[Excerpt provided]
--- begin ---

They all want to do something to stem the tide of students switching schools just to find a sports program more to their liking – or, more often, that of their parents.

The latest idea might at least slow it down a little.  But it’s caught up in the “let’s talk about it some more” phase of development.

The Arizona Interscholastic Association is considering a new wrinkle in the playbook that would put a distance qualifier on the rule requiring an athlete to sit out a year following a transfer to a new school.

That stipulation, which could be voted on at the September meeting of the AIA Legislative Council, is still in the discussion phase – not to decide whether it’s needed, but to decide what the distance needs to be.

Consideration has apparently been given to anything from 10 or 15 miles to the entire state.  Something in the area of a 50-mile radius seems to be where the needle is pointing right now.

This issue of high school athletes switching schools in search of a sports program that will provide them a better chance of playing, or playing at a higher level, is nothing new.  It’s most prevalent in the ‘major’ sports, football and basketball.

But it has become somewhat of an epidemic in recent years, frustrating those coaches that lose a quality athlete while they’re trying to improve their own program.  According to an AIA spokesman, the organization is fielding calls about transfer eligibility on a daily basis.

And, hopefully, these guys have better things to do with their time.

--- end ---

[Task set]
#1 Quote the stretch from "The Arizona Interscholastic" through "football and basketball." in the passage on high school athlete transfers.
#2 According to the passage on high school athlete transfers, what distance seems to be favored for the proposed qualifier right now?
#3 Using the passage on high school athlete transfers, explain why the switching of schools frustrates some coaches.
The rows that come after the passage aren't required for any of this.

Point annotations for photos
--- begin ---

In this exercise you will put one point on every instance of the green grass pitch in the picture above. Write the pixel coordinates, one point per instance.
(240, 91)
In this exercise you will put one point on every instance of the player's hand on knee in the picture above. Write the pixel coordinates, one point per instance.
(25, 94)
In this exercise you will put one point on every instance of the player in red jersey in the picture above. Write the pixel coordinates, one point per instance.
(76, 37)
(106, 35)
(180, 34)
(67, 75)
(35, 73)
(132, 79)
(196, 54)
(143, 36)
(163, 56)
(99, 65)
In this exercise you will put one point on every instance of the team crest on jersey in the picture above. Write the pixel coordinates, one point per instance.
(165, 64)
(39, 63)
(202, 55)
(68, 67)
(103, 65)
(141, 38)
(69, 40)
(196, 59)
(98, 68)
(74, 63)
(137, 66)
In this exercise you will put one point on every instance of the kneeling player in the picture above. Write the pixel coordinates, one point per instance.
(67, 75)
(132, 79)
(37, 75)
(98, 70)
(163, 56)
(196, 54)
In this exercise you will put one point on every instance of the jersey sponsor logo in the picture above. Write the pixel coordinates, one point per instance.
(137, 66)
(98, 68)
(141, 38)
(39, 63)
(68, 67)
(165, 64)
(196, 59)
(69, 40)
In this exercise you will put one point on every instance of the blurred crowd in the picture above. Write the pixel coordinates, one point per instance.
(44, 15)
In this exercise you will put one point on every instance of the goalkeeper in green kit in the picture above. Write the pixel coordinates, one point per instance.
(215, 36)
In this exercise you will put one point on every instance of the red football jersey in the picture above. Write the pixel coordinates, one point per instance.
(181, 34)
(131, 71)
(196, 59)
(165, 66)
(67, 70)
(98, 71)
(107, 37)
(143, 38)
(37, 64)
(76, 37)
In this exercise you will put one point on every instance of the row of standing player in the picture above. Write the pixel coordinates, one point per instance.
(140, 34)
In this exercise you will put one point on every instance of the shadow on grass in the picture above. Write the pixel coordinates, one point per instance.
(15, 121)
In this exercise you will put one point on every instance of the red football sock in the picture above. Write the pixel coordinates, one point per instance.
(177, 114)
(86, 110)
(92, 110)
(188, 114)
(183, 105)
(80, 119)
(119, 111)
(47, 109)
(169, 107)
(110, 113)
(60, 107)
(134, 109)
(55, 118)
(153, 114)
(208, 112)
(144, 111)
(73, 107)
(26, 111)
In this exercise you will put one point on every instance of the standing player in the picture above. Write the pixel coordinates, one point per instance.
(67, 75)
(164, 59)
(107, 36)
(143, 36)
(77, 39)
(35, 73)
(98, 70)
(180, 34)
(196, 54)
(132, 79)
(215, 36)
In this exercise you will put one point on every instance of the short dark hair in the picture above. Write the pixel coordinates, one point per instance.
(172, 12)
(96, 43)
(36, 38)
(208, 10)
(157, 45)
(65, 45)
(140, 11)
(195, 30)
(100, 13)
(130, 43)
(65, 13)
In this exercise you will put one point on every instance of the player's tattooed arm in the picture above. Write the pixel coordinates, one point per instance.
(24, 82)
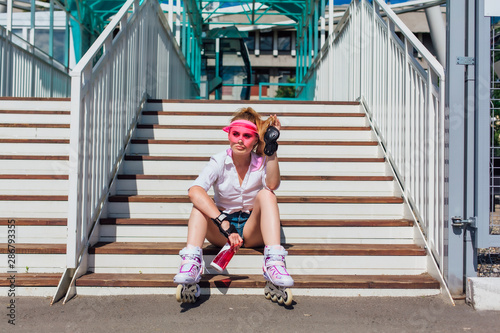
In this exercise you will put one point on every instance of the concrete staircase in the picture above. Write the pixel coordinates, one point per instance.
(34, 157)
(344, 222)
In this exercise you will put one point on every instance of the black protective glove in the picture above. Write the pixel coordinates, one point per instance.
(218, 222)
(270, 138)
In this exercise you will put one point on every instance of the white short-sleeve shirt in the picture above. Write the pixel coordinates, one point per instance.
(221, 173)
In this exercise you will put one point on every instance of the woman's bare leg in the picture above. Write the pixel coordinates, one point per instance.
(263, 226)
(200, 227)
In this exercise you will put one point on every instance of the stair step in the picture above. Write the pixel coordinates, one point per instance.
(222, 119)
(287, 178)
(285, 151)
(263, 107)
(293, 231)
(33, 249)
(327, 133)
(290, 223)
(31, 279)
(34, 222)
(225, 142)
(32, 131)
(15, 185)
(423, 281)
(287, 210)
(281, 199)
(282, 159)
(33, 198)
(173, 248)
(34, 104)
(280, 114)
(303, 258)
(322, 168)
(284, 128)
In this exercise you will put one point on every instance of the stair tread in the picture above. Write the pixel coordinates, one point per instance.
(35, 112)
(283, 143)
(230, 113)
(284, 223)
(173, 248)
(246, 102)
(32, 141)
(289, 128)
(31, 279)
(34, 222)
(55, 177)
(282, 159)
(23, 248)
(283, 177)
(281, 199)
(27, 125)
(423, 281)
(33, 198)
(35, 157)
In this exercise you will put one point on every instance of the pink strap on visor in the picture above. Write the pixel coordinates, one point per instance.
(241, 123)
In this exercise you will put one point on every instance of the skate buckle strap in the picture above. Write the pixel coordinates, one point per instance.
(190, 251)
(193, 268)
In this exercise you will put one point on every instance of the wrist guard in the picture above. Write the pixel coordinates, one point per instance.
(270, 138)
(218, 222)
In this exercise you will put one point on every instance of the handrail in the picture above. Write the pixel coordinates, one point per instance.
(286, 84)
(136, 57)
(27, 71)
(365, 60)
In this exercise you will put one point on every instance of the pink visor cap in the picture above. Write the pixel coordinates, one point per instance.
(241, 123)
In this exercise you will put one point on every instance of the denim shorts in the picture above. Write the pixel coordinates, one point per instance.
(238, 219)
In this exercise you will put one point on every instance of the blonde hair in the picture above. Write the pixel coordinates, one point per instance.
(251, 115)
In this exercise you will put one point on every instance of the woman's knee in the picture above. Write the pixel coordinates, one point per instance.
(266, 195)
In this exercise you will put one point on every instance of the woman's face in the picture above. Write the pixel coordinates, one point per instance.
(242, 140)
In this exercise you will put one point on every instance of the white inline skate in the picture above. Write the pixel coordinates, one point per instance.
(276, 275)
(189, 274)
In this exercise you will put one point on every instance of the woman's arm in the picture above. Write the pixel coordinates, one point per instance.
(273, 177)
(202, 201)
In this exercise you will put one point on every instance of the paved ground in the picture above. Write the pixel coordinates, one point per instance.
(246, 314)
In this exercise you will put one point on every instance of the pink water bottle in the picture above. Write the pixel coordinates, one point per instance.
(222, 259)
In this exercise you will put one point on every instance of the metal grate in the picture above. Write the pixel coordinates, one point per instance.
(488, 261)
(495, 128)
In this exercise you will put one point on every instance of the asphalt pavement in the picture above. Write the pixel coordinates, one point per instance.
(225, 313)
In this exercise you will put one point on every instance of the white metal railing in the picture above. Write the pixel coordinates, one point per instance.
(26, 71)
(136, 57)
(401, 85)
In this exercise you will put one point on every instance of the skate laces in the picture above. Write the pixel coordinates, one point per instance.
(275, 265)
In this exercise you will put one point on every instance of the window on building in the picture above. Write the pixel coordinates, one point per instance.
(284, 41)
(250, 41)
(266, 41)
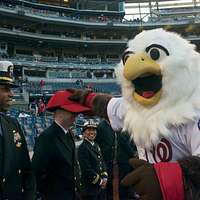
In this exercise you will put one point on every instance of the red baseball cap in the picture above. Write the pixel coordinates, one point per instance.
(61, 100)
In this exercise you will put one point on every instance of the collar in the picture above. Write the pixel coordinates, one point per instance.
(91, 142)
(65, 130)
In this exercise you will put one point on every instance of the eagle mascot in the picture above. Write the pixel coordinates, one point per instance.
(159, 74)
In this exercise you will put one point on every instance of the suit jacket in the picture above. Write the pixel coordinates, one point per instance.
(125, 148)
(17, 179)
(92, 165)
(54, 163)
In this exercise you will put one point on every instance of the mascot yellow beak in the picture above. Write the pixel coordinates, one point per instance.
(145, 75)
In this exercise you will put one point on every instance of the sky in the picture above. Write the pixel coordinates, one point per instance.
(132, 9)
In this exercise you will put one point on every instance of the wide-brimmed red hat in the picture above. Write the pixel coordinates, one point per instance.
(61, 100)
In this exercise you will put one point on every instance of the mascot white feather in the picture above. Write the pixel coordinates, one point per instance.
(160, 108)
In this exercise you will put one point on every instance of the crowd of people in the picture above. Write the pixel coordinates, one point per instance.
(58, 169)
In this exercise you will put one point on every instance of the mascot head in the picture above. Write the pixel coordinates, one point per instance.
(160, 78)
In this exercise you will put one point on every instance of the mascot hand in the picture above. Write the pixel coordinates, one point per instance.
(79, 95)
(144, 180)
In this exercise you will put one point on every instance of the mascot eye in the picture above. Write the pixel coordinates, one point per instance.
(126, 55)
(154, 54)
(156, 51)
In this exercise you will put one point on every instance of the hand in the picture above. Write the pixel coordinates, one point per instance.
(79, 95)
(144, 180)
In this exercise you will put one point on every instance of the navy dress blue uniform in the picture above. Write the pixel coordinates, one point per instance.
(125, 149)
(54, 164)
(16, 176)
(93, 170)
(17, 179)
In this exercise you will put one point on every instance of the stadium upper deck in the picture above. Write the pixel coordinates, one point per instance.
(48, 42)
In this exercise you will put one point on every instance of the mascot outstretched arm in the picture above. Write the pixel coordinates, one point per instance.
(159, 76)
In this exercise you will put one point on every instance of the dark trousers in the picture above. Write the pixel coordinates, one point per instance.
(96, 195)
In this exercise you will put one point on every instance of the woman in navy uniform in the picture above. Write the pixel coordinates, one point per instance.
(93, 169)
(16, 176)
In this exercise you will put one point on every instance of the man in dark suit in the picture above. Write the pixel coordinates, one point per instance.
(16, 176)
(54, 160)
(93, 169)
(117, 149)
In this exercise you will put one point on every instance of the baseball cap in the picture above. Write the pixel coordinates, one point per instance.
(6, 74)
(61, 100)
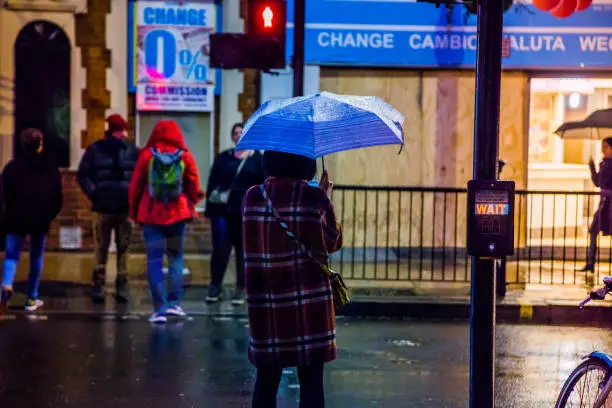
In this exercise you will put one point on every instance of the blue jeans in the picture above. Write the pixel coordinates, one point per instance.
(13, 246)
(160, 239)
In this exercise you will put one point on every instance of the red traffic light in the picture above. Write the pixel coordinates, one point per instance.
(267, 17)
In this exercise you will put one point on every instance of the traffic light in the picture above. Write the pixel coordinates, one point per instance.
(267, 17)
(263, 45)
(472, 5)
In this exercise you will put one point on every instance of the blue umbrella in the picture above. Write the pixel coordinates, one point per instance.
(322, 124)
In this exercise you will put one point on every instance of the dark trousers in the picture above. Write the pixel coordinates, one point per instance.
(592, 251)
(311, 387)
(103, 226)
(226, 234)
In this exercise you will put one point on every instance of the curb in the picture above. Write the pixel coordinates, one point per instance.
(509, 313)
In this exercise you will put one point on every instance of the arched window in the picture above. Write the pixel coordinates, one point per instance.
(42, 87)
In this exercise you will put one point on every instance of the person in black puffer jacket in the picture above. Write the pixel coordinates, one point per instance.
(32, 198)
(104, 176)
(232, 174)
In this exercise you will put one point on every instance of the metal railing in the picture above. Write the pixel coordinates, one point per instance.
(419, 234)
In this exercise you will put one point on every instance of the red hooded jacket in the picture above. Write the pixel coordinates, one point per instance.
(166, 137)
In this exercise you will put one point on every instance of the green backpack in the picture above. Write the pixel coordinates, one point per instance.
(166, 175)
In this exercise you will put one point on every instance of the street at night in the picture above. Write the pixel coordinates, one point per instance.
(100, 362)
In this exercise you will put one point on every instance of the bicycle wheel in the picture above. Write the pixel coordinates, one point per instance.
(584, 385)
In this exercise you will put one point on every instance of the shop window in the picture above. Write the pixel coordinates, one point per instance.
(42, 87)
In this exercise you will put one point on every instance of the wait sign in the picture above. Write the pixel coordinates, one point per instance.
(490, 218)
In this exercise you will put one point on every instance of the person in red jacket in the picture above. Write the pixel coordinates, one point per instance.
(163, 193)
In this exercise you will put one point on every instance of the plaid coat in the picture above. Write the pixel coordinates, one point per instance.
(289, 299)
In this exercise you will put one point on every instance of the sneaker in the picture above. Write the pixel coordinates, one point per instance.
(176, 311)
(238, 298)
(158, 318)
(33, 304)
(97, 287)
(5, 297)
(122, 293)
(214, 294)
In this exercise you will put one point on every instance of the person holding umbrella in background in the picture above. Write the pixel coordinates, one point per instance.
(232, 173)
(290, 228)
(602, 220)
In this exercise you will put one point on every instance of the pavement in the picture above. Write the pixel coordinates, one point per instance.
(102, 361)
(533, 304)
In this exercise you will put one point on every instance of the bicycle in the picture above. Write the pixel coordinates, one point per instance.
(597, 363)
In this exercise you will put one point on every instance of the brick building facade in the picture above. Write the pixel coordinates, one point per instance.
(98, 81)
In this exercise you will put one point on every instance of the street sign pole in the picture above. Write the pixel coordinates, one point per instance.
(299, 23)
(486, 134)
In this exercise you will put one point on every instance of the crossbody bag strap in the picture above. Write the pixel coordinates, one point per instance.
(285, 227)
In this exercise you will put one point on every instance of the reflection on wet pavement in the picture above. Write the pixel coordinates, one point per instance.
(99, 361)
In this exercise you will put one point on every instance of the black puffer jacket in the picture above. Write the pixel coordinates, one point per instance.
(32, 194)
(105, 173)
(223, 176)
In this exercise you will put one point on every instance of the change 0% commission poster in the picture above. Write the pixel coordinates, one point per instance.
(173, 49)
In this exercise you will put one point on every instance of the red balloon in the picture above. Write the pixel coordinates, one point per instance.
(565, 8)
(546, 5)
(583, 4)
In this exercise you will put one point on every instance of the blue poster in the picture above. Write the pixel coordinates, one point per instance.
(410, 34)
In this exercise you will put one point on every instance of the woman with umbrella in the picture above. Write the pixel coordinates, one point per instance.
(602, 220)
(596, 125)
(289, 230)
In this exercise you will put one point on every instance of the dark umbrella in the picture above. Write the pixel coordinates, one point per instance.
(598, 125)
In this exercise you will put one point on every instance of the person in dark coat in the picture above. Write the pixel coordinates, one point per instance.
(289, 296)
(602, 220)
(232, 173)
(104, 176)
(32, 197)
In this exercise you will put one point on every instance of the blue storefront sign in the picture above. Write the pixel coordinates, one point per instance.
(409, 34)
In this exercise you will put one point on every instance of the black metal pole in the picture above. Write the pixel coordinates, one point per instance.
(486, 134)
(299, 23)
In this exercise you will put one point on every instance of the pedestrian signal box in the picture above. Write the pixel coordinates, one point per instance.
(490, 227)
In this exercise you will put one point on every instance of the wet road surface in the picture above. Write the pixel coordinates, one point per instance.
(95, 362)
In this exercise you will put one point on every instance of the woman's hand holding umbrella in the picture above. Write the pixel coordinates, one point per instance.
(325, 184)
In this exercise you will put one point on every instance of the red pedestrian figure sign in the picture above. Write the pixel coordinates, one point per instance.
(267, 15)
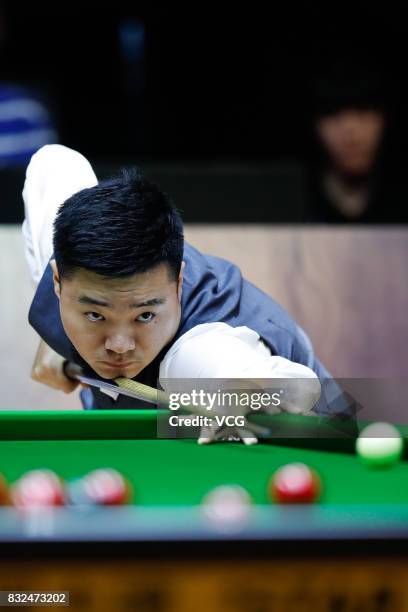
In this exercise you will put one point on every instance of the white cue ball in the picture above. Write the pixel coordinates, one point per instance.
(227, 504)
(380, 444)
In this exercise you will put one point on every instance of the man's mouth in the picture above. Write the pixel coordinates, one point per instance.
(118, 364)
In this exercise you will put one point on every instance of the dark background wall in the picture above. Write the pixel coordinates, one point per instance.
(199, 85)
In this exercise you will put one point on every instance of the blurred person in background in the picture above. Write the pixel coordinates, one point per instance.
(354, 178)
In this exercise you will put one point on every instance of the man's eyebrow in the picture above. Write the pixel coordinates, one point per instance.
(86, 299)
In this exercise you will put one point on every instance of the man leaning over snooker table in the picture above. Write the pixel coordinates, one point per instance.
(119, 293)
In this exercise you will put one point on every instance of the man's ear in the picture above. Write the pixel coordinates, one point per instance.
(180, 281)
(55, 278)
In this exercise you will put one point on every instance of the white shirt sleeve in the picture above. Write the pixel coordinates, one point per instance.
(53, 175)
(218, 351)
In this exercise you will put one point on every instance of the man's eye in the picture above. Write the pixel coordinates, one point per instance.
(146, 317)
(94, 316)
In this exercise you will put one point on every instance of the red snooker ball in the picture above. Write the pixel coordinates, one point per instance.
(295, 483)
(38, 488)
(106, 487)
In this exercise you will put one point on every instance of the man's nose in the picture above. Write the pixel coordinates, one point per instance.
(120, 343)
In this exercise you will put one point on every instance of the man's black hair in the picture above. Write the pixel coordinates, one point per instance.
(123, 226)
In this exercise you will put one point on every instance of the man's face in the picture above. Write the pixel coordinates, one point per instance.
(119, 325)
(352, 137)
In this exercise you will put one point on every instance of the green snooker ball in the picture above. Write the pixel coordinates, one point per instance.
(380, 445)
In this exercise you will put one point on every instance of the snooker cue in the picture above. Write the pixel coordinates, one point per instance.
(153, 396)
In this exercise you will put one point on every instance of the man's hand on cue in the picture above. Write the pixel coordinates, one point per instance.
(48, 369)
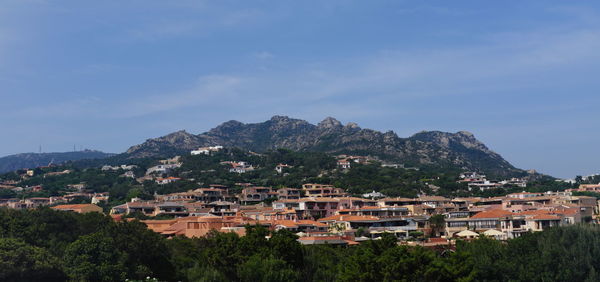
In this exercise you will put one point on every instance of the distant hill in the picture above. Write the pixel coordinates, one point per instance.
(33, 160)
(429, 148)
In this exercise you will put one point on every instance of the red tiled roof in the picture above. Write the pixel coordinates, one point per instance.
(497, 213)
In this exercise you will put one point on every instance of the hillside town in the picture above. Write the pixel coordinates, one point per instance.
(325, 214)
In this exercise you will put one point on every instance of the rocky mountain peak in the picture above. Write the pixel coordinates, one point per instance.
(461, 150)
(329, 123)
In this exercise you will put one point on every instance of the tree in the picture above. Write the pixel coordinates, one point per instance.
(438, 224)
(94, 258)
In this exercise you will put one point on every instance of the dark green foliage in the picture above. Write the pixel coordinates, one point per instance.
(46, 245)
(20, 261)
(94, 258)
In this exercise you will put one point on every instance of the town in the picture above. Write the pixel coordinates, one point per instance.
(323, 213)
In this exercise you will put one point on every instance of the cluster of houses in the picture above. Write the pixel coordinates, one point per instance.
(206, 150)
(35, 202)
(325, 214)
(476, 181)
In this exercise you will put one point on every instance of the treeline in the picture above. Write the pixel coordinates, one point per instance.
(47, 245)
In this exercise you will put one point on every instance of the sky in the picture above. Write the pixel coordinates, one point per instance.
(523, 76)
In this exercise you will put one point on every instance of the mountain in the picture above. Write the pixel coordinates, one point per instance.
(33, 160)
(459, 150)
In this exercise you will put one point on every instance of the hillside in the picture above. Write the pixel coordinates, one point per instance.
(429, 148)
(33, 160)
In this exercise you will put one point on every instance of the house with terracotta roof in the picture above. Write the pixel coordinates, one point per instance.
(79, 208)
(252, 195)
(399, 226)
(199, 226)
(322, 190)
(305, 226)
(289, 193)
(166, 180)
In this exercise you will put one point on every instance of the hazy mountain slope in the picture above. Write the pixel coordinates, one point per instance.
(459, 150)
(33, 160)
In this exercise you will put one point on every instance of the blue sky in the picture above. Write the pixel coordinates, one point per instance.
(521, 75)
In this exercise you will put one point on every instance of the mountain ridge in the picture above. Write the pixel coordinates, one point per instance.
(426, 148)
(33, 160)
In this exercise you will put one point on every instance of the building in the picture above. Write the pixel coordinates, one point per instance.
(206, 150)
(80, 208)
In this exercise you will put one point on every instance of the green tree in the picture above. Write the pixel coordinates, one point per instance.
(22, 262)
(94, 258)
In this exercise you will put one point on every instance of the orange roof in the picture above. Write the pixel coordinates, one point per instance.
(293, 224)
(349, 218)
(492, 214)
(75, 206)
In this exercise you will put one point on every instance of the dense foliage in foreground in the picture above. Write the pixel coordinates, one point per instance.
(51, 245)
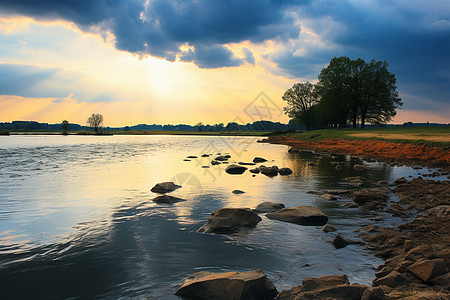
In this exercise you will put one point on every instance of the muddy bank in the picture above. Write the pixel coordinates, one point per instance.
(417, 253)
(385, 151)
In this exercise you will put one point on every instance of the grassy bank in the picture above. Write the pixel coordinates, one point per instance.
(206, 133)
(431, 136)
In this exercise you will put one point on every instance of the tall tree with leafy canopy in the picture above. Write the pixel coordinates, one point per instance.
(333, 87)
(379, 97)
(300, 98)
(357, 91)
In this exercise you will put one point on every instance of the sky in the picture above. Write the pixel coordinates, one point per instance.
(176, 61)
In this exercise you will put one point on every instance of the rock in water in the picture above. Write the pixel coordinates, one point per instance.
(328, 228)
(165, 187)
(285, 171)
(269, 171)
(310, 284)
(302, 215)
(222, 157)
(237, 192)
(246, 163)
(268, 207)
(341, 242)
(325, 287)
(230, 220)
(235, 169)
(228, 285)
(259, 160)
(167, 199)
(428, 269)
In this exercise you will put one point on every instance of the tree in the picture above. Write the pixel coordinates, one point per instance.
(353, 90)
(334, 92)
(95, 121)
(199, 126)
(300, 98)
(65, 127)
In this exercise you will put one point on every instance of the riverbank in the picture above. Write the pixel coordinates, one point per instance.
(370, 149)
(417, 253)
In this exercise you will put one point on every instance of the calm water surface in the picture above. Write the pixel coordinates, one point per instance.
(77, 220)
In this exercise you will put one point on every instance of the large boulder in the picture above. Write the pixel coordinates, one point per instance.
(302, 215)
(230, 220)
(242, 163)
(341, 242)
(269, 171)
(373, 194)
(428, 268)
(167, 199)
(325, 287)
(373, 293)
(235, 169)
(371, 199)
(268, 207)
(165, 187)
(227, 286)
(328, 228)
(439, 211)
(259, 160)
(222, 157)
(393, 279)
(310, 284)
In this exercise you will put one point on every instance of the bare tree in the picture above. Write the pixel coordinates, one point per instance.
(95, 121)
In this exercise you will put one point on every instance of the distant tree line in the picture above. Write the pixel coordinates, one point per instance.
(232, 126)
(348, 92)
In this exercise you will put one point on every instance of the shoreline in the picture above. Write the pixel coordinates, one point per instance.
(416, 252)
(193, 133)
(383, 151)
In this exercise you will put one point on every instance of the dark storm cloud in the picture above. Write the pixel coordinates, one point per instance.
(36, 82)
(160, 27)
(22, 80)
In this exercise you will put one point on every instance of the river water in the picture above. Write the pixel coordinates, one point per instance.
(77, 220)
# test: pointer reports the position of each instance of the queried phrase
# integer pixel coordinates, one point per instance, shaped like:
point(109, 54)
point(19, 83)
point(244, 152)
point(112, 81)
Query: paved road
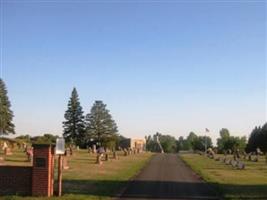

--- end ---

[Solution set]
#1
The Arizona Interscholastic Association is considering a new wrinkle in the playbook that would put a distance qualifier on the rule requiring an athlete to sit out a year following a transfer to a new school.

That stipulation, which could be voted on at the September meeting of the AIA Legislative Council, is still in the discussion phase – not to decide whether it’s needed, but to decide what the distance needs to be.

Consideration has apparently been given to anything from 10 or 15 miles to the entire state.  Something in the area of a 50-mile radius seems to be where the needle is pointing right now.

This issue of high school athletes switching schools in search of a sports program that will provide them a better chance of playing, or playing at a higher level, is nothing new.  It’s most prevalent in the ‘major’ sports, football and basketball.

#2 Something in the area of a 50-mile radius.

#3 Those coaches lose a quality athlete while they're trying to improve their own program.